Directive ▸
Reproduce the stretch from the line containing "Where can the jersey" through the end of the records, requests included, and shift every coordinate in the answers up by 127.

########################################

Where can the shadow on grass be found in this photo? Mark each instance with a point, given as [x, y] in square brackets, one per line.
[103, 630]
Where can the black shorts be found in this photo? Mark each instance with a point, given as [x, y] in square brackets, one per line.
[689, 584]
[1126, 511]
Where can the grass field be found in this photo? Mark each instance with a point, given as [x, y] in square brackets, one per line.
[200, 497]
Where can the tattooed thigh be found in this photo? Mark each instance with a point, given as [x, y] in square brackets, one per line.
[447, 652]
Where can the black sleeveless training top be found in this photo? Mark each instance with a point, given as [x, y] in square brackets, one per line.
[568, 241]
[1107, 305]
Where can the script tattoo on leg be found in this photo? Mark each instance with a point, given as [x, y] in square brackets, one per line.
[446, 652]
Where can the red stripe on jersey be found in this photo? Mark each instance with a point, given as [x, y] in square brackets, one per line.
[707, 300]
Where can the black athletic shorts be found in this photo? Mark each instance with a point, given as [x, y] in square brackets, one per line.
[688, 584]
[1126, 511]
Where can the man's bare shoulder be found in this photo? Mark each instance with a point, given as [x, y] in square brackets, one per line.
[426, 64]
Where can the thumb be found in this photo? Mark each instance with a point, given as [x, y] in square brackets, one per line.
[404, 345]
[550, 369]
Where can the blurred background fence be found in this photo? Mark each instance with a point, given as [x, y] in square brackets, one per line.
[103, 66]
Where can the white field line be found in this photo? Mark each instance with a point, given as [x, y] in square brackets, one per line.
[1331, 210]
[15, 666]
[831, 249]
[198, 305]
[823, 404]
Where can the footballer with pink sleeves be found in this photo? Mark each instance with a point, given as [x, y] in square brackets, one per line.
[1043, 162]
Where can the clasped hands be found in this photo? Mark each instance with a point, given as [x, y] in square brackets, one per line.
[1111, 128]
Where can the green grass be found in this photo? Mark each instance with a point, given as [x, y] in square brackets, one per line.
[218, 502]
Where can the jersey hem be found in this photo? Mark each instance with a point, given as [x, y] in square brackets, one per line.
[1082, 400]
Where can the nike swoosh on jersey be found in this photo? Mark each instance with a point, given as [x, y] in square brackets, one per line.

########################################

Result ▸
Where can the jersey hem be found in this photo? Mark each instance with a point, given as [x, y] in square brackets, one per line.
[1209, 527]
Where can the nike swoosh on jersey be found in this photo? Mark each instance with a point, given as [x, y] in square brackets, one per line.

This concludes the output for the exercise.